* [YOUR OBJECTIVE] Starting at the line that contains "Mark every instance of the red cloth" and ending at the end of the records, copy out those lines, swapping "red cloth" for "scarlet cloth" and keeping everything else the same.

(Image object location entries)

===============

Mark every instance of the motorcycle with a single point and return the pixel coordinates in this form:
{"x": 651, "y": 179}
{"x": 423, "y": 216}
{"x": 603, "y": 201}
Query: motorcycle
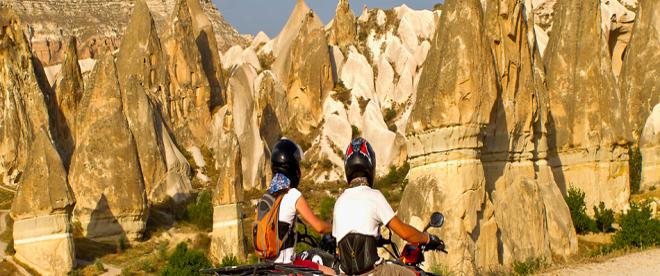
{"x": 323, "y": 252}
{"x": 412, "y": 255}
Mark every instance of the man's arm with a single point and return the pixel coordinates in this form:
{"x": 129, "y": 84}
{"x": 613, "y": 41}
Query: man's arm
{"x": 407, "y": 232}
{"x": 308, "y": 215}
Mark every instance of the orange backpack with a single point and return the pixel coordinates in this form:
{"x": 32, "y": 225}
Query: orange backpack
{"x": 265, "y": 230}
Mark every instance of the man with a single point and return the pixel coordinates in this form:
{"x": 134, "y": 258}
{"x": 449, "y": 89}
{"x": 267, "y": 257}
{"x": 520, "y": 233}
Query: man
{"x": 360, "y": 211}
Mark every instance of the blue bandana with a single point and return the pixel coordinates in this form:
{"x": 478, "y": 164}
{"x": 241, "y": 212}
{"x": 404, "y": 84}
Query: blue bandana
{"x": 279, "y": 182}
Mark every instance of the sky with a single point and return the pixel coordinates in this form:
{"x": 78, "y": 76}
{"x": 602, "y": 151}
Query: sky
{"x": 252, "y": 16}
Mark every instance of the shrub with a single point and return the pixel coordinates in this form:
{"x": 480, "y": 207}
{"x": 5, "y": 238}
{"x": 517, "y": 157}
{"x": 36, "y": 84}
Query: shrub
{"x": 200, "y": 211}
{"x": 575, "y": 201}
{"x": 98, "y": 265}
{"x": 635, "y": 164}
{"x": 638, "y": 228}
{"x": 604, "y": 218}
{"x": 325, "y": 208}
{"x": 529, "y": 266}
{"x": 185, "y": 262}
{"x": 229, "y": 260}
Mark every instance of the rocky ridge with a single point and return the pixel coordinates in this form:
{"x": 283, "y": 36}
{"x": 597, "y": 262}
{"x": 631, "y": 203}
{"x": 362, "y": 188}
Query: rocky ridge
{"x": 98, "y": 24}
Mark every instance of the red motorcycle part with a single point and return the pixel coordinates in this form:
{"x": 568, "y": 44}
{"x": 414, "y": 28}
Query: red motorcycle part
{"x": 412, "y": 254}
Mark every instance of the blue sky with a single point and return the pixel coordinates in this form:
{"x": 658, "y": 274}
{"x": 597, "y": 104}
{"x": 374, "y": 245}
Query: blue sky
{"x": 252, "y": 16}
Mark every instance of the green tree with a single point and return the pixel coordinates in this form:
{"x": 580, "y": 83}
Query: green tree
{"x": 575, "y": 201}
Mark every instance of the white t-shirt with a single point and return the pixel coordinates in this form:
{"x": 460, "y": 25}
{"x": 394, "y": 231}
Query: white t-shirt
{"x": 360, "y": 210}
{"x": 288, "y": 214}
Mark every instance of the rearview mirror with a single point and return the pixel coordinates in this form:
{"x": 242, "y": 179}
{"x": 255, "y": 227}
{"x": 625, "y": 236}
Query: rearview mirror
{"x": 437, "y": 220}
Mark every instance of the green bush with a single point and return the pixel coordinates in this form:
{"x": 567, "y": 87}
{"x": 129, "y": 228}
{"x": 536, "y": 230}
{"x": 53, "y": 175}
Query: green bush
{"x": 582, "y": 222}
{"x": 638, "y": 228}
{"x": 635, "y": 165}
{"x": 185, "y": 262}
{"x": 98, "y": 265}
{"x": 200, "y": 211}
{"x": 529, "y": 266}
{"x": 229, "y": 260}
{"x": 326, "y": 207}
{"x": 604, "y": 218}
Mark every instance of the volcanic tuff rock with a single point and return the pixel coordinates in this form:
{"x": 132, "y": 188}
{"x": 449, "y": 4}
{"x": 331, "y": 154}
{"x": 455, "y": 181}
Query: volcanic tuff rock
{"x": 142, "y": 72}
{"x": 444, "y": 140}
{"x": 227, "y": 237}
{"x": 588, "y": 130}
{"x": 344, "y": 29}
{"x": 105, "y": 170}
{"x": 518, "y": 178}
{"x": 99, "y": 24}
{"x": 640, "y": 76}
{"x": 42, "y": 212}
{"x": 68, "y": 92}
{"x": 616, "y": 22}
{"x": 310, "y": 77}
{"x": 241, "y": 92}
{"x": 23, "y": 104}
{"x": 189, "y": 101}
{"x": 283, "y": 43}
{"x": 208, "y": 49}
{"x": 649, "y": 145}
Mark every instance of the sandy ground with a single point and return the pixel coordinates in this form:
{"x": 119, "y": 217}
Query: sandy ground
{"x": 640, "y": 263}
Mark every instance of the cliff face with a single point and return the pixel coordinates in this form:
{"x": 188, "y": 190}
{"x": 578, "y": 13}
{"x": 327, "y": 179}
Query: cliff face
{"x": 97, "y": 24}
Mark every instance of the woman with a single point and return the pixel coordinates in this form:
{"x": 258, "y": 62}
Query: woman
{"x": 285, "y": 164}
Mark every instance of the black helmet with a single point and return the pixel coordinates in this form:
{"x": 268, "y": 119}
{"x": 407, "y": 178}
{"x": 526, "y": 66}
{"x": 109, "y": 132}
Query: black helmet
{"x": 360, "y": 161}
{"x": 285, "y": 159}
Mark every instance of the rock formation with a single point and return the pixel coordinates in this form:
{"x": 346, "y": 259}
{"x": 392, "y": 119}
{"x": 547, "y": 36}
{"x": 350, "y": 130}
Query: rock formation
{"x": 444, "y": 133}
{"x": 68, "y": 92}
{"x": 42, "y": 212}
{"x": 142, "y": 72}
{"x": 344, "y": 28}
{"x": 208, "y": 49}
{"x": 188, "y": 104}
{"x": 99, "y": 24}
{"x": 587, "y": 129}
{"x": 649, "y": 145}
{"x": 227, "y": 237}
{"x": 309, "y": 79}
{"x": 518, "y": 178}
{"x": 640, "y": 76}
{"x": 283, "y": 43}
{"x": 246, "y": 127}
{"x": 616, "y": 22}
{"x": 23, "y": 105}
{"x": 105, "y": 171}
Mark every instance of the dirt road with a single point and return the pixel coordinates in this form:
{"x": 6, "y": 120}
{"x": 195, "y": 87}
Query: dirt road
{"x": 640, "y": 263}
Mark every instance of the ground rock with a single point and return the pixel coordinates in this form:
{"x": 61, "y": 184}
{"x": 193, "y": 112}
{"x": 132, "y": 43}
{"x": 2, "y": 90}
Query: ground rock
{"x": 189, "y": 101}
{"x": 344, "y": 28}
{"x": 24, "y": 105}
{"x": 42, "y": 212}
{"x": 141, "y": 69}
{"x": 587, "y": 129}
{"x": 227, "y": 237}
{"x": 640, "y": 80}
{"x": 650, "y": 147}
{"x": 105, "y": 171}
{"x": 310, "y": 77}
{"x": 444, "y": 140}
{"x": 246, "y": 126}
{"x": 68, "y": 92}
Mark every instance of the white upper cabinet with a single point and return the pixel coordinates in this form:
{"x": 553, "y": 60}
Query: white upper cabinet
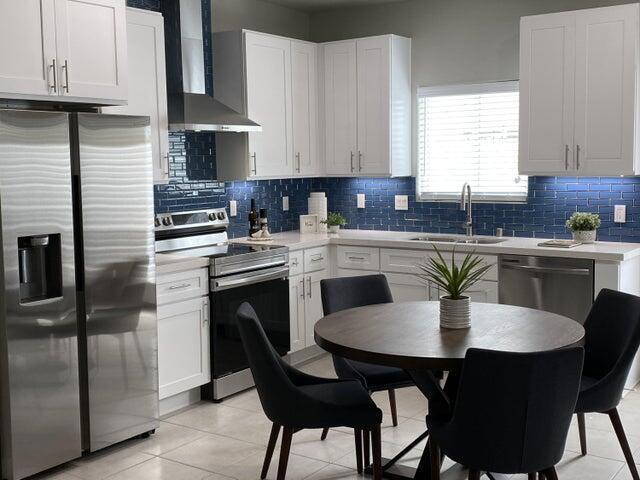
{"x": 147, "y": 83}
{"x": 578, "y": 92}
{"x": 268, "y": 92}
{"x": 64, "y": 51}
{"x": 28, "y": 52}
{"x": 341, "y": 107}
{"x": 304, "y": 60}
{"x": 368, "y": 106}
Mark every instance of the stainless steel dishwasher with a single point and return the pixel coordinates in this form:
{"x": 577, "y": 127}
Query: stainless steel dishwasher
{"x": 558, "y": 285}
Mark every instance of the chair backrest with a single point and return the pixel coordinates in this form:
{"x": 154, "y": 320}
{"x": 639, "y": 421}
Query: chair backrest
{"x": 273, "y": 385}
{"x": 351, "y": 292}
{"x": 612, "y": 337}
{"x": 513, "y": 410}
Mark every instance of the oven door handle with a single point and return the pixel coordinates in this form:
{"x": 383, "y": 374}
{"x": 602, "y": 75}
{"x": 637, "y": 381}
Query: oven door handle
{"x": 264, "y": 276}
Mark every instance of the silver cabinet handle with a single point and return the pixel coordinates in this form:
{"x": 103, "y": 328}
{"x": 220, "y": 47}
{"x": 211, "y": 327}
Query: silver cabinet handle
{"x": 255, "y": 163}
{"x": 53, "y": 67}
{"x": 65, "y": 67}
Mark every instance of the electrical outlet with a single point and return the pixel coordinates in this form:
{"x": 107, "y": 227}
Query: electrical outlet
{"x": 402, "y": 202}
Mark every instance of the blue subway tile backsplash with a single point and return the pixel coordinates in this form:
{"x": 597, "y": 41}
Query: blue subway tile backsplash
{"x": 551, "y": 200}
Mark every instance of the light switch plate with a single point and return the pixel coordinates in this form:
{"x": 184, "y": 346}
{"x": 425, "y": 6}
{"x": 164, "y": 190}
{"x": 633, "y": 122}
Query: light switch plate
{"x": 620, "y": 214}
{"x": 402, "y": 202}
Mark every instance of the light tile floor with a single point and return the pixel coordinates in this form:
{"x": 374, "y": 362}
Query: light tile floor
{"x": 227, "y": 441}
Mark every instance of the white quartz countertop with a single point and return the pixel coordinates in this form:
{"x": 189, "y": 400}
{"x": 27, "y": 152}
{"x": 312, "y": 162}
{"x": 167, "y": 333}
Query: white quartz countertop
{"x": 169, "y": 263}
{"x": 603, "y": 251}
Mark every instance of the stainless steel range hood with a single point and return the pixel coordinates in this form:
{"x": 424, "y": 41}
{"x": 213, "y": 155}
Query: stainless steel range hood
{"x": 190, "y": 108}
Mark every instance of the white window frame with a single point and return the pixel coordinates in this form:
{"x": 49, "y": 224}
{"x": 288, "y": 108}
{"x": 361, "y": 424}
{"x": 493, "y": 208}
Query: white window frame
{"x": 466, "y": 89}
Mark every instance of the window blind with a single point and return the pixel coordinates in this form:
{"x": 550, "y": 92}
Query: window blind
{"x": 469, "y": 133}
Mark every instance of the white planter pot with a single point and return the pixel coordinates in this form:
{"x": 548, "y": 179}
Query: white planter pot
{"x": 585, "y": 236}
{"x": 455, "y": 313}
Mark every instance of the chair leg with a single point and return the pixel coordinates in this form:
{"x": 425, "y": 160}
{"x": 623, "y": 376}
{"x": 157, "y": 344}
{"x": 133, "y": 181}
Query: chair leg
{"x": 392, "y": 404}
{"x": 434, "y": 454}
{"x": 357, "y": 433}
{"x": 376, "y": 446}
{"x": 287, "y": 434}
{"x": 583, "y": 433}
{"x": 622, "y": 438}
{"x": 273, "y": 438}
{"x": 367, "y": 454}
{"x": 474, "y": 475}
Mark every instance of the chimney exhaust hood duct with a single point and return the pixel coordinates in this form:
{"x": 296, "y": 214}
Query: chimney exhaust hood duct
{"x": 190, "y": 108}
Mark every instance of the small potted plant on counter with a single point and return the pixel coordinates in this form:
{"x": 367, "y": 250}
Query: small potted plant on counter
{"x": 334, "y": 221}
{"x": 455, "y": 279}
{"x": 583, "y": 226}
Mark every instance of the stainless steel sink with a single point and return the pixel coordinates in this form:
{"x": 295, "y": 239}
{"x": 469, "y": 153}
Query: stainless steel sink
{"x": 472, "y": 241}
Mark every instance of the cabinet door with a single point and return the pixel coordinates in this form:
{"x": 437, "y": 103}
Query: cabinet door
{"x": 183, "y": 346}
{"x": 148, "y": 83}
{"x": 547, "y": 47}
{"x": 606, "y": 62}
{"x": 374, "y": 103}
{"x": 313, "y": 303}
{"x": 341, "y": 108}
{"x": 296, "y": 312}
{"x": 268, "y": 70}
{"x": 304, "y": 58}
{"x": 407, "y": 288}
{"x": 92, "y": 50}
{"x": 27, "y": 36}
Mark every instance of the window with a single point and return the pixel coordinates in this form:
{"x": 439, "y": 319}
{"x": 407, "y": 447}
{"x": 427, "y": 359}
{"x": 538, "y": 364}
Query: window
{"x": 469, "y": 133}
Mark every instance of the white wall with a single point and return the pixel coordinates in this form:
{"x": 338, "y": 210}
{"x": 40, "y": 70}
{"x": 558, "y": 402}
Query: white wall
{"x": 454, "y": 41}
{"x": 260, "y": 16}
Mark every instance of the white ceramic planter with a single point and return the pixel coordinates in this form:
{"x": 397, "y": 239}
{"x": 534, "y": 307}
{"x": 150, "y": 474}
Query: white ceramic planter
{"x": 455, "y": 313}
{"x": 585, "y": 236}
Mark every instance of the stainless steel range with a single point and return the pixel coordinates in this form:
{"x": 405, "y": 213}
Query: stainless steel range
{"x": 258, "y": 274}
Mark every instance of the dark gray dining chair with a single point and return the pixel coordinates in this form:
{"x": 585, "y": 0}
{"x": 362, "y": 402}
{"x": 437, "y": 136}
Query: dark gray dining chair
{"x": 350, "y": 292}
{"x": 611, "y": 343}
{"x": 293, "y": 400}
{"x": 511, "y": 414}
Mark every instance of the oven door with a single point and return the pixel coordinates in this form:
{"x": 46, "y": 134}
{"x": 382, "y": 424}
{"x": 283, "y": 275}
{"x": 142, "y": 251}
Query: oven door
{"x": 268, "y": 293}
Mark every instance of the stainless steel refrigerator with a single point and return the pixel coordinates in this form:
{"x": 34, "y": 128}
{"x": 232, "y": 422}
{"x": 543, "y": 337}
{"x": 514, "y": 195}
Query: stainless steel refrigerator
{"x": 78, "y": 337}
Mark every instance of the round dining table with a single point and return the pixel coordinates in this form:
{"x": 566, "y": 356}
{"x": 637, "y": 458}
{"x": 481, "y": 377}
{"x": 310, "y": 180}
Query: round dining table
{"x": 408, "y": 335}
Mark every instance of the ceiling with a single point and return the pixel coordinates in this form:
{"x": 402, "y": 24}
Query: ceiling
{"x": 315, "y": 5}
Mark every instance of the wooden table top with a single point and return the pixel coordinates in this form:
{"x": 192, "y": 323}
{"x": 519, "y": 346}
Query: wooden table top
{"x": 408, "y": 335}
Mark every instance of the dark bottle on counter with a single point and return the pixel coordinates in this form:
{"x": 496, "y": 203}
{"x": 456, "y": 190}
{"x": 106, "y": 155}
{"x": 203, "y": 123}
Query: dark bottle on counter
{"x": 254, "y": 222}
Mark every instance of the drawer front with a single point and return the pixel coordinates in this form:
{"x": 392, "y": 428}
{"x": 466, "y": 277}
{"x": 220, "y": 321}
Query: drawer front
{"x": 407, "y": 261}
{"x": 316, "y": 259}
{"x": 296, "y": 263}
{"x": 359, "y": 258}
{"x": 180, "y": 286}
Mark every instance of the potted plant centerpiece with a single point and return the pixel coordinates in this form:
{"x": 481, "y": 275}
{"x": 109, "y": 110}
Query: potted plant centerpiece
{"x": 334, "y": 221}
{"x": 583, "y": 226}
{"x": 455, "y": 279}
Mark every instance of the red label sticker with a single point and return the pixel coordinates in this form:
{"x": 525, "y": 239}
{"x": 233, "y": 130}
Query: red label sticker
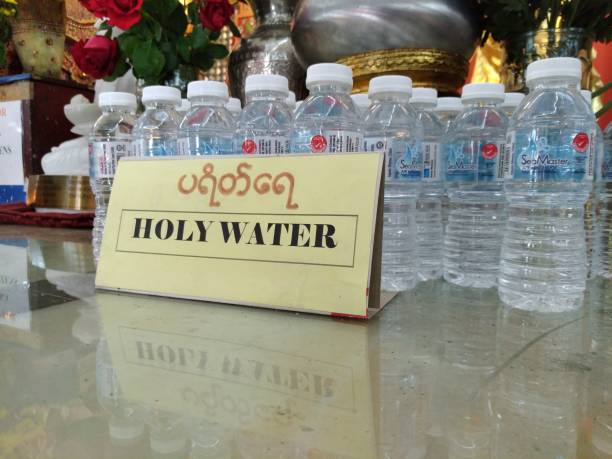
{"x": 318, "y": 143}
{"x": 249, "y": 147}
{"x": 581, "y": 142}
{"x": 489, "y": 151}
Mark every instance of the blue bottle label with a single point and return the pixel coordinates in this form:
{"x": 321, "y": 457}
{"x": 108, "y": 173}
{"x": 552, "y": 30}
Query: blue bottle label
{"x": 562, "y": 157}
{"x": 403, "y": 159}
{"x": 475, "y": 161}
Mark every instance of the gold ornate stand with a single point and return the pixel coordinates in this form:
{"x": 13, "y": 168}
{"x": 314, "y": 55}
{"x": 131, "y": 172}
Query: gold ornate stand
{"x": 65, "y": 192}
{"x": 427, "y": 67}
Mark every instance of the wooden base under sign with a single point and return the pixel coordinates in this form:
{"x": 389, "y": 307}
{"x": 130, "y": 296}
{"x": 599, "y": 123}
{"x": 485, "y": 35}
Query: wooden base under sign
{"x": 66, "y": 192}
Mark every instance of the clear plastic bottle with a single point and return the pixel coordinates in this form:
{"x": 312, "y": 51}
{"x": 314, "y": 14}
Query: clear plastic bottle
{"x": 110, "y": 140}
{"x": 474, "y": 180}
{"x": 429, "y": 203}
{"x": 392, "y": 126}
{"x": 156, "y": 129}
{"x": 290, "y": 101}
{"x": 362, "y": 102}
{"x": 447, "y": 109}
{"x": 265, "y": 123}
{"x": 590, "y": 207}
{"x": 548, "y": 177}
{"x": 208, "y": 128}
{"x": 603, "y": 245}
{"x": 235, "y": 107}
{"x": 327, "y": 121}
{"x": 511, "y": 101}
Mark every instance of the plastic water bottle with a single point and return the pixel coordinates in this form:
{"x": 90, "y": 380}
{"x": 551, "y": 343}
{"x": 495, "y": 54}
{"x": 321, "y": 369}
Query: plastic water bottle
{"x": 155, "y": 130}
{"x": 290, "y": 101}
{"x": 511, "y": 102}
{"x": 447, "y": 109}
{"x": 548, "y": 177}
{"x": 265, "y": 123}
{"x": 474, "y": 180}
{"x": 208, "y": 128}
{"x": 111, "y": 139}
{"x": 590, "y": 207}
{"x": 235, "y": 107}
{"x": 604, "y": 201}
{"x": 429, "y": 204}
{"x": 392, "y": 126}
{"x": 327, "y": 121}
{"x": 362, "y": 102}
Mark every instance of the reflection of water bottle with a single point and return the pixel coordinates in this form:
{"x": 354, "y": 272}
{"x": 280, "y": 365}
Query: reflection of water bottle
{"x": 155, "y": 131}
{"x": 125, "y": 424}
{"x": 235, "y": 108}
{"x": 474, "y": 180}
{"x": 549, "y": 174}
{"x": 327, "y": 121}
{"x": 110, "y": 140}
{"x": 392, "y": 127}
{"x": 511, "y": 102}
{"x": 208, "y": 128}
{"x": 429, "y": 205}
{"x": 447, "y": 109}
{"x": 604, "y": 206}
{"x": 265, "y": 123}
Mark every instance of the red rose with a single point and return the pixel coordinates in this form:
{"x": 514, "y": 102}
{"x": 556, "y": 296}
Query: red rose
{"x": 215, "y": 14}
{"x": 97, "y": 56}
{"x": 96, "y": 7}
{"x": 123, "y": 13}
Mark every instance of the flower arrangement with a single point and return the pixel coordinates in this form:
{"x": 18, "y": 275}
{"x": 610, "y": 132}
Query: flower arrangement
{"x": 508, "y": 20}
{"x": 8, "y": 10}
{"x": 154, "y": 37}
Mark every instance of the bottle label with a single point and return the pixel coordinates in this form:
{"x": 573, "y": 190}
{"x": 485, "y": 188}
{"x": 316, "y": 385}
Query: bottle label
{"x": 336, "y": 142}
{"x": 432, "y": 162}
{"x": 535, "y": 158}
{"x": 105, "y": 156}
{"x": 266, "y": 145}
{"x": 475, "y": 161}
{"x": 403, "y": 160}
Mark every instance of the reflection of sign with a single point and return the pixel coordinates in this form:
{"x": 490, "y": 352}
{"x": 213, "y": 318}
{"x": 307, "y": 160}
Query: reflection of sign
{"x": 11, "y": 153}
{"x": 290, "y": 231}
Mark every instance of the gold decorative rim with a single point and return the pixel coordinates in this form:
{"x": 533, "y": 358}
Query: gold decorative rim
{"x": 443, "y": 70}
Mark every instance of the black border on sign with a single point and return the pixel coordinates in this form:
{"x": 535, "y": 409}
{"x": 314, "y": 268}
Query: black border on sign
{"x": 355, "y": 216}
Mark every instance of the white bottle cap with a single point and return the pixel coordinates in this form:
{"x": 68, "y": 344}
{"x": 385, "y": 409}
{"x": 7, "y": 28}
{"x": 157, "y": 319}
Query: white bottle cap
{"x": 361, "y": 100}
{"x": 162, "y": 94}
{"x": 266, "y": 83}
{"x": 512, "y": 99}
{"x": 390, "y": 83}
{"x": 119, "y": 99}
{"x": 587, "y": 95}
{"x": 204, "y": 88}
{"x": 569, "y": 67}
{"x": 291, "y": 100}
{"x": 185, "y": 106}
{"x": 234, "y": 105}
{"x": 449, "y": 104}
{"x": 475, "y": 91}
{"x": 337, "y": 73}
{"x": 424, "y": 96}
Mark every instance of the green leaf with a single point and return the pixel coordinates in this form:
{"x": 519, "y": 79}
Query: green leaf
{"x": 234, "y": 29}
{"x": 216, "y": 51}
{"x": 148, "y": 61}
{"x": 198, "y": 38}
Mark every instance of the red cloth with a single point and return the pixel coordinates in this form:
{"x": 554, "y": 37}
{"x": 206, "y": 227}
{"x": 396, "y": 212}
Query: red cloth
{"x": 21, "y": 214}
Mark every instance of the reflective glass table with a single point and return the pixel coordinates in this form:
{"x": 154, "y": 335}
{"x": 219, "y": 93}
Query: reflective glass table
{"x": 442, "y": 372}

===============

* [REPLY TO THE EXERCISE]
Mark every instance of the scarlet cloth with a single point and return the pixel coordinates in this form:
{"x": 554, "y": 37}
{"x": 206, "y": 227}
{"x": 396, "y": 212}
Query: scarlet cloth
{"x": 21, "y": 214}
Mark every instance of the reflective glass table with a single point and return the pixel coordinates in this form:
{"x": 154, "y": 335}
{"x": 219, "y": 93}
Query: reflective glass table
{"x": 442, "y": 372}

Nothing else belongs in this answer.